[[ DATA TO EXAMINE open ]]
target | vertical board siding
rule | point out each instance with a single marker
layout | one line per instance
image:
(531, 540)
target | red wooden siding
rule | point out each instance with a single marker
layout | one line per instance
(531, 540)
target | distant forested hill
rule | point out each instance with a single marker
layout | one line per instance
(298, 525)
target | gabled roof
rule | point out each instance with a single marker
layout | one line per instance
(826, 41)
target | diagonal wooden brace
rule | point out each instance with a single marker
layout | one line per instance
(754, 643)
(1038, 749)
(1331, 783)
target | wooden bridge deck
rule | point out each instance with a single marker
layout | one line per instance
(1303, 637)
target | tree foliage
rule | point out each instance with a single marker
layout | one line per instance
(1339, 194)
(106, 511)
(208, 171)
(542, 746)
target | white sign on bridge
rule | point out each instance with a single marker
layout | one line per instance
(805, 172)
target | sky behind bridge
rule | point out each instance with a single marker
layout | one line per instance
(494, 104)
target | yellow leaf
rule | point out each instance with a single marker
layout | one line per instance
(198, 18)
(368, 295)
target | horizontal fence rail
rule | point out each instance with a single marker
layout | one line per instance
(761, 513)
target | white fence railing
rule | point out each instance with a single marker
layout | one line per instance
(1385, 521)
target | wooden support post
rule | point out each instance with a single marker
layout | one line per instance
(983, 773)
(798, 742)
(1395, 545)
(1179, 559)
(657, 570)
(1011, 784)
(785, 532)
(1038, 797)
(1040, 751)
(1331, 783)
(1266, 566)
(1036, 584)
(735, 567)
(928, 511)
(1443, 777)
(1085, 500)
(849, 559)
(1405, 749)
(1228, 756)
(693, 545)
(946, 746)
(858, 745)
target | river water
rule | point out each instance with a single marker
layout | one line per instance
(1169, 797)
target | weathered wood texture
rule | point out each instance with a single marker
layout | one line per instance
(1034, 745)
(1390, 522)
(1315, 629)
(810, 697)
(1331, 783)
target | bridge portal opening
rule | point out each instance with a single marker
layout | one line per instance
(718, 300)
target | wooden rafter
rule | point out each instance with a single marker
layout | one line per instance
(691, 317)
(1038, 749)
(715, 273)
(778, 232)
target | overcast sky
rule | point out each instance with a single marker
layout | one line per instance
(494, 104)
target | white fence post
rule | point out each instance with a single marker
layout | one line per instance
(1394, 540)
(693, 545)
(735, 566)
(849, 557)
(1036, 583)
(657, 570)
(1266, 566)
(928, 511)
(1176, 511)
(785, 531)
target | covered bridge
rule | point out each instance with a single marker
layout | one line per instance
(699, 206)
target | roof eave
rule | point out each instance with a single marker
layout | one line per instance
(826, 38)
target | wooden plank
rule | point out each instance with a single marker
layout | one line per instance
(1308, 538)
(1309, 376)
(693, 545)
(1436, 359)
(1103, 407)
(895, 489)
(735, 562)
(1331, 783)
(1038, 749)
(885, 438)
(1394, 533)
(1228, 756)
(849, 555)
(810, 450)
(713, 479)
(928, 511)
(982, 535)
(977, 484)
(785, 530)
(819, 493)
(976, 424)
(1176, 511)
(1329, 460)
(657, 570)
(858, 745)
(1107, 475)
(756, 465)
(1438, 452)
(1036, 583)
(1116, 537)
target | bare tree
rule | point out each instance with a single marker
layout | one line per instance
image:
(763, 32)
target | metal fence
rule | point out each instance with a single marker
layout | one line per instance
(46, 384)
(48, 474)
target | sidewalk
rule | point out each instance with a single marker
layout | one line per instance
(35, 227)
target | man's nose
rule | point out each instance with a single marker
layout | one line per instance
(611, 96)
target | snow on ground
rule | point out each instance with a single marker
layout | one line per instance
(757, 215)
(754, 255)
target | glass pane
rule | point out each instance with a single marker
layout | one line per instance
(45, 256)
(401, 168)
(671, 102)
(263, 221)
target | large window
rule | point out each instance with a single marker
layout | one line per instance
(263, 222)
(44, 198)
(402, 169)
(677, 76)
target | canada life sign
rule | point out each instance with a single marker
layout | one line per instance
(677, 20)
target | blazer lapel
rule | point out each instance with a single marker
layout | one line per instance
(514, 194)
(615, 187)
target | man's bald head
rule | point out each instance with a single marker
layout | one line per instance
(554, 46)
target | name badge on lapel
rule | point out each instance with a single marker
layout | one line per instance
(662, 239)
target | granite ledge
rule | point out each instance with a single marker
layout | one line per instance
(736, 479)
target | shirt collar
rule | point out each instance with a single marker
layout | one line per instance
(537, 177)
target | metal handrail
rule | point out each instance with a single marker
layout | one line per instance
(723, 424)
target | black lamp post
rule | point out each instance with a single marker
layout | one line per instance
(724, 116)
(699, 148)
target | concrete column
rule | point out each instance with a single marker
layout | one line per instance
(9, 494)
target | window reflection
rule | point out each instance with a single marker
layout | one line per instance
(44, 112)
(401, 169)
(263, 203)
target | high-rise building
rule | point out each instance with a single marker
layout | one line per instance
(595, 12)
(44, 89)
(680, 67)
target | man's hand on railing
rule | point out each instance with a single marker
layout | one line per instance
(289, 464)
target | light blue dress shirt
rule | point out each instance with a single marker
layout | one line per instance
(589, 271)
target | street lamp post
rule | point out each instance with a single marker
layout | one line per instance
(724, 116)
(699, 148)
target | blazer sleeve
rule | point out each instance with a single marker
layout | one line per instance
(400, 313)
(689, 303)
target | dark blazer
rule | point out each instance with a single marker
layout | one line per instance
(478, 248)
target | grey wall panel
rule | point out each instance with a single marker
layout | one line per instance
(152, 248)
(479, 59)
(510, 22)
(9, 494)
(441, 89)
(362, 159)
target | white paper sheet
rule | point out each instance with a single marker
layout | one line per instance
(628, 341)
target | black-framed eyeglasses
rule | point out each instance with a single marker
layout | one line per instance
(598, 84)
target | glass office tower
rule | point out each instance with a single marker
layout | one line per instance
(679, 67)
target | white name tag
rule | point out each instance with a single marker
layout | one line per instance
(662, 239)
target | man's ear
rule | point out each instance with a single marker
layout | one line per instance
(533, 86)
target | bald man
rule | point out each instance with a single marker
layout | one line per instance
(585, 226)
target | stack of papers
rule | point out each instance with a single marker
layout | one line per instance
[[ DATA TO EXAMINE closed ]]
Each record must be transcribed exactly, with nothing left out.

WRITTEN SOLUTION:
target | vertical board siding
rule | point out each instance with a single marker
layout | one line per instance
image:
(531, 540)
target | red wooden siding
rule | point out each instance with a single marker
layout | one line per instance
(531, 540)
target | distant forested hill
rule | point out each instance with a single marker
layout | one line per instance
(298, 525)
target | gabled roof
rule | point out each instance with a single marker
layout | one line per instance
(826, 41)
target | diagonal wooden brace
rule | point out each instance with a single marker
layout | one line per instance
(754, 643)
(1038, 749)
(1331, 783)
target | wooden bridge deck
rule | point out each instance with a single marker
layout | one line per instance
(1303, 637)
target | tree foliage
rule | point out each instance with a single marker
layout | one line per instance
(1339, 194)
(106, 511)
(208, 171)
(542, 746)
target | white sign on bridge
rule | point out each instance with a single marker
layout | one line per instance
(805, 172)
target | sky behind bridge
rule | point out each instance with a single marker
layout | one line per instance
(494, 104)
target | yellow leaf
rule | point out each instance with a single marker
layout | one line per instance
(198, 18)
(368, 295)
target | horizontal fence rail
rule | point out each instance with a single marker
layout | one line per instance
(761, 513)
target | white fence railing
rule | point out each instance with a single marker
layout | one line per instance
(1385, 521)
target | wooden support post
rule | point out each instance with a single marker
layout | one line per instance
(983, 773)
(798, 742)
(1395, 545)
(1179, 559)
(657, 570)
(1011, 784)
(785, 532)
(1038, 797)
(1040, 751)
(1331, 783)
(1266, 566)
(1036, 584)
(735, 567)
(928, 511)
(1443, 777)
(1085, 500)
(849, 559)
(1405, 749)
(1228, 756)
(693, 545)
(946, 746)
(858, 745)
target | river water
rule | point out each instance with a single marker
layout | one line per instance
(1169, 797)
target | weathered wood texture
rule | point out each instance with a single marker
layout | one line per instance
(1034, 745)
(1390, 522)
(1315, 629)
(810, 697)
(1331, 783)
target | bridge portal opening
rule | point out each instance with a single marker
layout | one line per instance
(718, 300)
target | wooden rafter
rule | point out each instance with a single marker
layout | one line per instance
(691, 317)
(1038, 749)
(715, 273)
(778, 232)
target | overcast sky
rule | point out each instance with a single marker
layout | one line per instance
(494, 104)
target | white fence post
rule | point out each instance with a single marker
layout | one line per instance
(1394, 540)
(693, 545)
(735, 566)
(849, 557)
(1036, 583)
(657, 570)
(1266, 566)
(928, 511)
(1176, 511)
(785, 531)
target | covered bridge
rule | point out each instance with a single marker
layout | one line per instance
(699, 206)
target | roof eave
rule | point out each instance with a single marker
layout | one line per instance
(826, 38)
target | wooden plank
rule | point out each instance with a single marker
layout | one line per instance
(1308, 538)
(1309, 376)
(693, 545)
(1436, 359)
(1103, 407)
(895, 489)
(735, 562)
(1331, 783)
(1038, 749)
(885, 438)
(1394, 533)
(1228, 756)
(849, 555)
(810, 450)
(713, 479)
(928, 511)
(982, 535)
(977, 484)
(785, 530)
(819, 493)
(976, 424)
(1176, 511)
(1329, 460)
(657, 570)
(858, 745)
(1107, 475)
(756, 465)
(1438, 452)
(1036, 583)
(1116, 537)
target | bare tree
rule | point out each instance with a single marker
layout | one line per instance
image:
(763, 32)
target | metal fence
rule | point out each instance with a single marker
layout | one line per instance
(46, 384)
(48, 474)
target | sidewalk
rule | point out each instance with a single marker
layout | one line per instance
(35, 227)
target | man's nose
rule | point out each instance with a single marker
layout | one line per instance
(611, 96)
target | snow on ground
rule | point out each instance with a single marker
layout | one line per instance
(757, 215)
(754, 255)
target | glass pane
rule | point out each instance with a single marker
layout | one line per instance
(45, 256)
(401, 168)
(671, 102)
(263, 221)
target | large window
rule | point out each instance with a single marker
layout | one line per instance
(263, 222)
(44, 198)
(402, 169)
(677, 76)
target | canada life sign
rule | point out each instance with a single marker
layout | one line per instance
(677, 20)
target | blazer lapel
rule | point out each instance with a single marker
layout | one line per instance
(514, 194)
(615, 187)
target | man's bald head
rule | point out each instance with a single marker
layout | one line per instance
(554, 46)
target | name badge on lapel
rule | point out each instance with a single marker
layout | one line per instance
(662, 239)
target | granite ledge
rule | point out each instance with a single marker
layout | one line per instance
(736, 479)
target | shirt collar
rule | point out each instance with a single marker
layout | one line per instance
(537, 177)
target | metal handrail
rule | point out each instance with a single marker
layout | one line per instance
(723, 424)
target | black lamp post
rule | point out each instance with a single marker
layout | one line per instance
(724, 116)
(699, 148)
target | concrete column
rule | point out each instance with a single marker
layout | one line per instance
(9, 494)
target | window reflection
rule | point out each instance with a single marker
layout | one line per instance
(44, 112)
(401, 169)
(263, 203)
target | high-rise building
rule | point out each instance with a single marker
layout | one line per instance
(595, 12)
(44, 89)
(680, 67)
target | man's hand on railing
rule | point out each instance with a single marker
layout | one line per instance
(289, 464)
target | light blue dress shirt
rule | point out each instance with a single marker
layout | one line per instance
(589, 271)
target | street lamp post
rule | point out each instance with a single marker
layout | one line per instance
(724, 116)
(699, 148)
target | blazer sleeve
rule | point out each instance with a single marker
layout | one line per instance
(400, 313)
(689, 303)
target | dark blazer
rule | point out each instance with a single marker
layout | one line per instance
(478, 248)
target | grey wall panel
rule | point out each instance with a single marker
layout | one line per instance
(152, 248)
(479, 59)
(510, 22)
(9, 494)
(441, 89)
(362, 159)
target | white paper sheet
rule | point out each instance with a single marker
layout | one line per instance
(628, 341)
target | black-framed eyeglasses
rule | point out each instance with a single marker
layout | one line per instance
(598, 84)
target | glass office tower
rule | point out each instance with a single marker
layout | one line per instance
(679, 67)
target | white name tag
rule | point out each instance with a single marker
layout | one line per instance
(662, 239)
target | man's ear
rule | point out each instance with a single marker
layout | one line per instance
(533, 86)
target | bald man
rule | point out each instance with a single marker
layout | one line per instance
(585, 226)
target | stack of papers
rule | point out each instance with a single marker
layout | one line per instance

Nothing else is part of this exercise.